◆ Exercise ◆
Please pull out every line in the records below that contains the string "tomato", treating case as significant.

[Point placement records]
::::

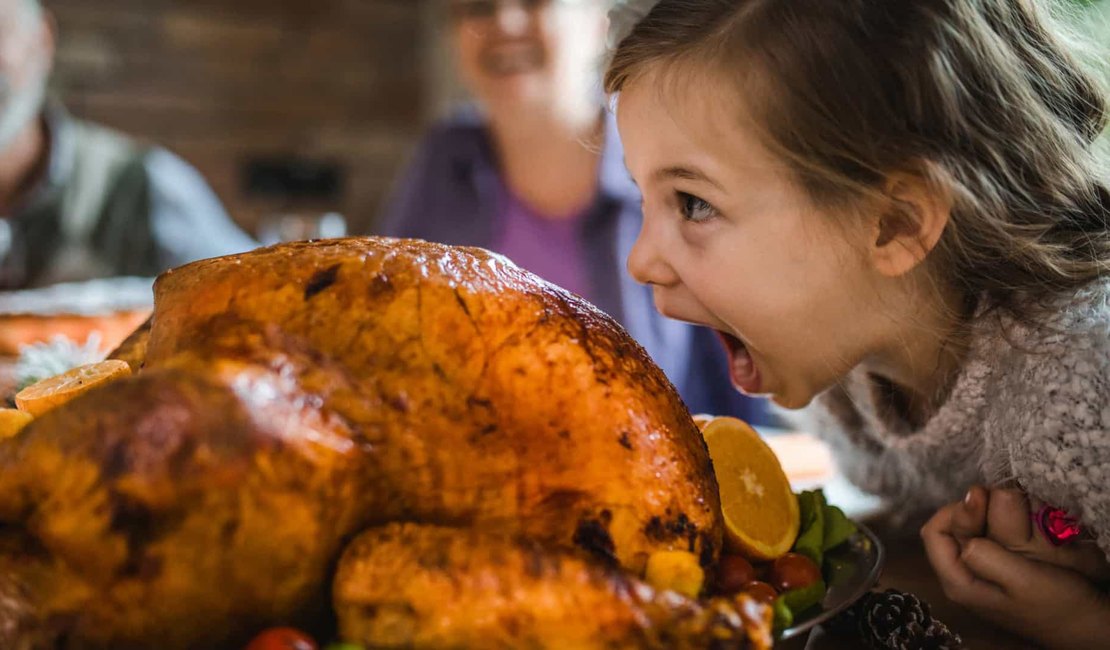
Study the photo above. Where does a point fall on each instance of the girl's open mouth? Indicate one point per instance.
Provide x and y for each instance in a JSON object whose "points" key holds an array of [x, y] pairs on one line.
{"points": [[742, 367]]}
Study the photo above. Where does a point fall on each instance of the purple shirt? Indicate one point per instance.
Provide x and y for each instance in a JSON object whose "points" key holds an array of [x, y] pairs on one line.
{"points": [[548, 246], [453, 192]]}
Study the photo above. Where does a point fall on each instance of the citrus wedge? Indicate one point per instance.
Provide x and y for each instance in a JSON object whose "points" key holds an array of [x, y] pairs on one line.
{"points": [[703, 420], [759, 508], [12, 420], [675, 570], [53, 392]]}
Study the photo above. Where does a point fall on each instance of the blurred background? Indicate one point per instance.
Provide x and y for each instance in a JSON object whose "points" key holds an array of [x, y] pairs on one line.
{"points": [[320, 99], [323, 99]]}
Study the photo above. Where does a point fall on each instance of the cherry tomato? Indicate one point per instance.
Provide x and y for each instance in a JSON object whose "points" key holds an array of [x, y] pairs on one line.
{"points": [[733, 574], [282, 639], [794, 571], [760, 591]]}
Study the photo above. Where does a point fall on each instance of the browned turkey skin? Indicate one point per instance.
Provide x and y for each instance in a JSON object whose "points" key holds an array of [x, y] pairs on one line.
{"points": [[296, 396]]}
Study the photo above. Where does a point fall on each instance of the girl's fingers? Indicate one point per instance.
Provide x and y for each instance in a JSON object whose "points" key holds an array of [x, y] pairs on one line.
{"points": [[960, 585], [1009, 521], [1010, 524], [988, 560], [969, 518]]}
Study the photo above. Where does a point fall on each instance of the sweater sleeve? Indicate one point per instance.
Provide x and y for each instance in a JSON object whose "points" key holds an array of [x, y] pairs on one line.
{"points": [[1056, 432]]}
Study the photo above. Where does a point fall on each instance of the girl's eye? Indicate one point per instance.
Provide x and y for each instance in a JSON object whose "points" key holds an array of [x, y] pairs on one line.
{"points": [[695, 209]]}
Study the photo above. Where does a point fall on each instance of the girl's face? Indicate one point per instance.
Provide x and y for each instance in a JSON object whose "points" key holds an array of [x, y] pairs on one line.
{"points": [[729, 241], [518, 53]]}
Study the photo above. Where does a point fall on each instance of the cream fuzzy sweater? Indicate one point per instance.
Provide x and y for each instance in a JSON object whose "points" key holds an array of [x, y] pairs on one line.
{"points": [[1031, 406]]}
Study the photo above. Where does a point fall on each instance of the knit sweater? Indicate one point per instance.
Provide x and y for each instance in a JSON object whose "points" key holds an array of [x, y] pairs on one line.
{"points": [[1030, 406]]}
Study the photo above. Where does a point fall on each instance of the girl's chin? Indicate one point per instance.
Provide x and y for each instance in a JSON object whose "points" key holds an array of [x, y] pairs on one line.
{"points": [[790, 400]]}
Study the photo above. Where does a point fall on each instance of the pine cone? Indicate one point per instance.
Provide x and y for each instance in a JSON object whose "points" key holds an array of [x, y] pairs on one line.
{"points": [[938, 637], [894, 618]]}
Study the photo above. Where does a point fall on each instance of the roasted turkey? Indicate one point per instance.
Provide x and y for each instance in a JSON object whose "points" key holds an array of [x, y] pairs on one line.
{"points": [[405, 444]]}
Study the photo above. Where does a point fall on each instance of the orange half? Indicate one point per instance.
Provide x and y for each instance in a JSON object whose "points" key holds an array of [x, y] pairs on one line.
{"points": [[759, 508], [12, 422], [53, 392]]}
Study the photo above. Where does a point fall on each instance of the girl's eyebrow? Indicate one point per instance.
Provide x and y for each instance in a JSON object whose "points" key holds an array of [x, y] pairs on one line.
{"points": [[686, 174]]}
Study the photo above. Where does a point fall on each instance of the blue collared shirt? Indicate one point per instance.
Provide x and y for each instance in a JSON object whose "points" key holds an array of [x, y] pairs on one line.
{"points": [[108, 205], [448, 194]]}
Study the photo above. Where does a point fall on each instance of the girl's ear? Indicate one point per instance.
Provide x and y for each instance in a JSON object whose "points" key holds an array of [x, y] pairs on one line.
{"points": [[909, 226]]}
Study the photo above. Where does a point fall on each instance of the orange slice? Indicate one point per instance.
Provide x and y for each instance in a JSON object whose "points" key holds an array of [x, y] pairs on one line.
{"points": [[12, 420], [675, 570], [53, 392], [759, 508], [702, 420]]}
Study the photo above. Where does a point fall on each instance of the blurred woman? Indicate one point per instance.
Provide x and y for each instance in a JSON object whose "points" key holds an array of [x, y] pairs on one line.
{"points": [[536, 172]]}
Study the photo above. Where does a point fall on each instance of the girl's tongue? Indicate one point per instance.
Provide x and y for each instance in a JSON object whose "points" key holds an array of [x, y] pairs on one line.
{"points": [[742, 367]]}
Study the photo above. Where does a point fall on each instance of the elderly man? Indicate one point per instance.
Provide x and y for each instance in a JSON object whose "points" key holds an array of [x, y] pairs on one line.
{"points": [[79, 201]]}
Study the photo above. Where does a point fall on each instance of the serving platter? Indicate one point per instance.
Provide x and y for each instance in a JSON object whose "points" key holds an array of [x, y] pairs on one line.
{"points": [[855, 570]]}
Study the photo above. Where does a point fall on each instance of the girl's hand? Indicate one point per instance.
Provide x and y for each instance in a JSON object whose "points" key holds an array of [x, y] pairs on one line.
{"points": [[1006, 517], [1057, 607]]}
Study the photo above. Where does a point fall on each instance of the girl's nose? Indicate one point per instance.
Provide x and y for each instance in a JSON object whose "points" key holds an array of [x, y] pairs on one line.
{"points": [[512, 18], [645, 263]]}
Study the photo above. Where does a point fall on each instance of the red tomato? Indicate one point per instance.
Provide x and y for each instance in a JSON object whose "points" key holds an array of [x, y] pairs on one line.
{"points": [[760, 591], [794, 571], [733, 574], [282, 639]]}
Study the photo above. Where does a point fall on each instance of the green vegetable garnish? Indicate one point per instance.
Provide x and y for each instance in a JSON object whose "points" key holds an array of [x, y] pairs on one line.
{"points": [[821, 528], [838, 528], [810, 540]]}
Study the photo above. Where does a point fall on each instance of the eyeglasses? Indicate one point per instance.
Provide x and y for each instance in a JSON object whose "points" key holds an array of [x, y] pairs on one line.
{"points": [[487, 9]]}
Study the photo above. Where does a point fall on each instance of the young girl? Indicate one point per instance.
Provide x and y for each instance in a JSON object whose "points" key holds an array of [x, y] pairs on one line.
{"points": [[894, 213]]}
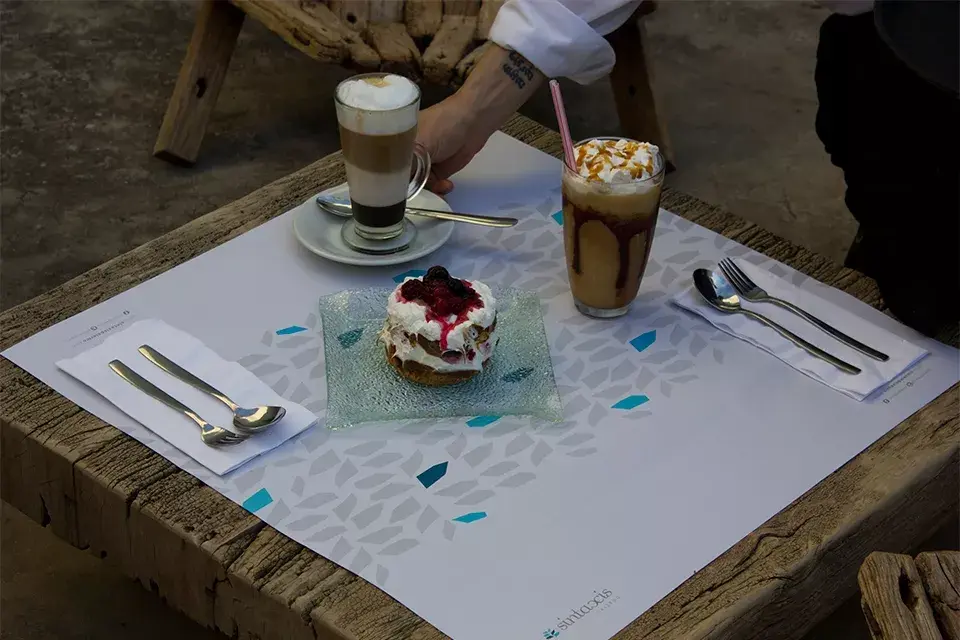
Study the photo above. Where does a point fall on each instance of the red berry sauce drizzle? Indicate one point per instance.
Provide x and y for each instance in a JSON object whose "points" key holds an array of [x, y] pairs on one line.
{"points": [[443, 297]]}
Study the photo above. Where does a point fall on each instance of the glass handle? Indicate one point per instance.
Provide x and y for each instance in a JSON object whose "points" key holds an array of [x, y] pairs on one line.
{"points": [[421, 160]]}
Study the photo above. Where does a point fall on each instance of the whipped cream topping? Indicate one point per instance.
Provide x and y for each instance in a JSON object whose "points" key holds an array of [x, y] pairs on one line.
{"points": [[617, 161], [409, 318], [377, 93]]}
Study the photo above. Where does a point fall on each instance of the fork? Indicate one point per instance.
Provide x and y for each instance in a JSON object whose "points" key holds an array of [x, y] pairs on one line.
{"points": [[211, 435], [750, 291]]}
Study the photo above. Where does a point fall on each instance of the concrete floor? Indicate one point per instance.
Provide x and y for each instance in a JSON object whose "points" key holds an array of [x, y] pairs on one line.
{"points": [[84, 87]]}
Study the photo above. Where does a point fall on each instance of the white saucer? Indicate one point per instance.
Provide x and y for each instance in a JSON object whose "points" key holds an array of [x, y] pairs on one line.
{"points": [[319, 232]]}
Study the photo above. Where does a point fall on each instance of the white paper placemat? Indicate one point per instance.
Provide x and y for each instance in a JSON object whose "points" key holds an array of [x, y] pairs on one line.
{"points": [[874, 374], [425, 510], [92, 368]]}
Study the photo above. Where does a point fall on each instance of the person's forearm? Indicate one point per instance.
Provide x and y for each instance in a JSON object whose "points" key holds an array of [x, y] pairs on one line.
{"points": [[500, 83]]}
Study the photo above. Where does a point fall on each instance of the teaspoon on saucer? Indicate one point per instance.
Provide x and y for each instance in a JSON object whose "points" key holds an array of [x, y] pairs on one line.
{"points": [[345, 211], [252, 420]]}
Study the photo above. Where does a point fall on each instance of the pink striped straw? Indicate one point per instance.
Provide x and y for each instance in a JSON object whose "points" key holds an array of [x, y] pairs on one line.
{"points": [[562, 122]]}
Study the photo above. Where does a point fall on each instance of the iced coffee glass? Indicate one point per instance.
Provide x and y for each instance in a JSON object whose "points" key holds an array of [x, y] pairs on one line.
{"points": [[610, 207]]}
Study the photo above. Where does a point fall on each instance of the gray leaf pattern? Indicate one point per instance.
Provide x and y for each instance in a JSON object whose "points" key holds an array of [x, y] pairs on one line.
{"points": [[340, 550], [324, 463], [594, 366], [517, 479], [479, 454], [398, 547], [575, 439], [366, 448], [368, 516], [360, 561], [457, 489], [390, 491], [345, 508], [373, 480], [383, 535], [382, 460], [456, 447], [404, 510], [500, 468], [518, 444], [476, 497], [317, 500], [297, 487], [428, 517], [328, 533], [302, 524], [346, 471], [411, 466], [540, 452]]}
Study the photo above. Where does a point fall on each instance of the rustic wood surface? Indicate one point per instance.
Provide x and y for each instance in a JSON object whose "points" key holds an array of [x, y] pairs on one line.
{"points": [[940, 572], [638, 107], [423, 17], [314, 29], [486, 16], [893, 600], [398, 52], [202, 73], [103, 491], [448, 47]]}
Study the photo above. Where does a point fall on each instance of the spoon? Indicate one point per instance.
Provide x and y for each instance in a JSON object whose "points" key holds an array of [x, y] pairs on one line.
{"points": [[252, 420], [721, 295], [345, 211]]}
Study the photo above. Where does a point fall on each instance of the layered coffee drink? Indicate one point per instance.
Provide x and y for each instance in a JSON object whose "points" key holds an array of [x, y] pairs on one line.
{"points": [[377, 114], [610, 206]]}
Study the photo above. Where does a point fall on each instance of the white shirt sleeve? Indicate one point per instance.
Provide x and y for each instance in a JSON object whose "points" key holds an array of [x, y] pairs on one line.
{"points": [[563, 38]]}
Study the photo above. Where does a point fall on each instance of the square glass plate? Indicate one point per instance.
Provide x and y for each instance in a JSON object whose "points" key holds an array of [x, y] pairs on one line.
{"points": [[363, 387]]}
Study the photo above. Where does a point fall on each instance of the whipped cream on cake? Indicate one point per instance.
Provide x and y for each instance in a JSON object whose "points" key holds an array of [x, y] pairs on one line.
{"points": [[616, 161], [440, 325]]}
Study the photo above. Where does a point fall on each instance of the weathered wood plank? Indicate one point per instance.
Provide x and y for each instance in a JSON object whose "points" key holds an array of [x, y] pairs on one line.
{"points": [[638, 106], [465, 66], [423, 17], [940, 572], [99, 489], [314, 29], [448, 47], [488, 13], [201, 76], [397, 50], [893, 599]]}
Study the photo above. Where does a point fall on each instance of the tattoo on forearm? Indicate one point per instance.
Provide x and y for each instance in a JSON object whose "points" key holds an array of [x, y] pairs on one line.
{"points": [[518, 69]]}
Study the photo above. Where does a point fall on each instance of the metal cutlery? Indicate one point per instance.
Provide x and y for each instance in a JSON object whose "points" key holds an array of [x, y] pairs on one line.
{"points": [[210, 434], [720, 294], [750, 291], [345, 211], [252, 420]]}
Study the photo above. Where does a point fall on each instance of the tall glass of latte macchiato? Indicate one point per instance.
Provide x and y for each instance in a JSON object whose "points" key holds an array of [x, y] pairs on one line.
{"points": [[610, 206], [377, 114]]}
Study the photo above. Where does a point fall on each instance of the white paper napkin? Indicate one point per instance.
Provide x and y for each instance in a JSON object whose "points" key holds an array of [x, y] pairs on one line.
{"points": [[874, 374], [244, 388]]}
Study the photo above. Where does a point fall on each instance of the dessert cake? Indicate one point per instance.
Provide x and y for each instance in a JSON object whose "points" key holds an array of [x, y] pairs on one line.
{"points": [[439, 329]]}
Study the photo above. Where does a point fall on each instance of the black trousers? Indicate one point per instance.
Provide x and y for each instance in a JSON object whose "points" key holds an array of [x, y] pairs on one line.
{"points": [[897, 139]]}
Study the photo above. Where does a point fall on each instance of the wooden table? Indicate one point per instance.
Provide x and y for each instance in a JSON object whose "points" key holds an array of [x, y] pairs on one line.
{"points": [[101, 490]]}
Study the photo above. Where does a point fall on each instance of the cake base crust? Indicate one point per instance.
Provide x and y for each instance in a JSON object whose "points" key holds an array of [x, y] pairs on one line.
{"points": [[422, 374]]}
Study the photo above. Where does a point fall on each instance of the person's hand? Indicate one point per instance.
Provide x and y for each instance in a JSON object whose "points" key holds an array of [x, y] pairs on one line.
{"points": [[449, 132]]}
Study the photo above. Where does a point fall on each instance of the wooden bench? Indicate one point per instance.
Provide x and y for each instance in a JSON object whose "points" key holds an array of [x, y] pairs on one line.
{"points": [[438, 41], [907, 599]]}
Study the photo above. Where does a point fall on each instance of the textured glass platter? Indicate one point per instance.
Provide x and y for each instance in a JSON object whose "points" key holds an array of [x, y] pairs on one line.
{"points": [[363, 387]]}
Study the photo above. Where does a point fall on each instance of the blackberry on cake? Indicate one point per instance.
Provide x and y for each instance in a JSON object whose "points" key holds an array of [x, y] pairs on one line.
{"points": [[440, 329]]}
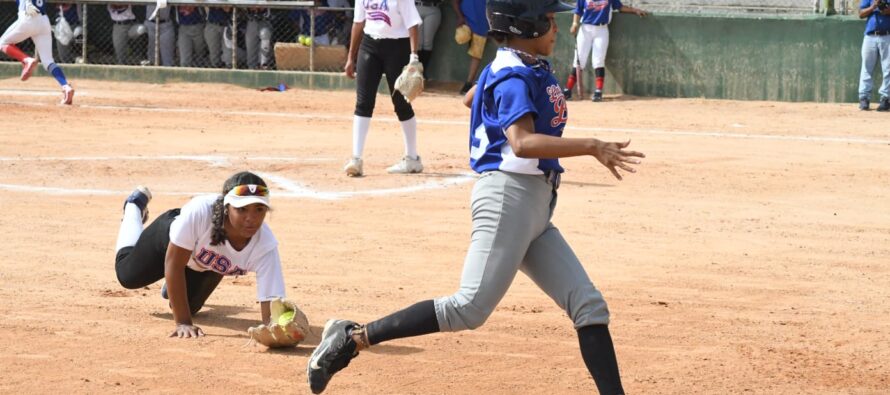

::::

◆ Right answer ◆
Study the photo above. Where does a point fall on each instance of the cherry tomato? Indicate one point per instance.
Study the photo above. Where does a point fall on each instance of the red tomato? Indicate one point per instance.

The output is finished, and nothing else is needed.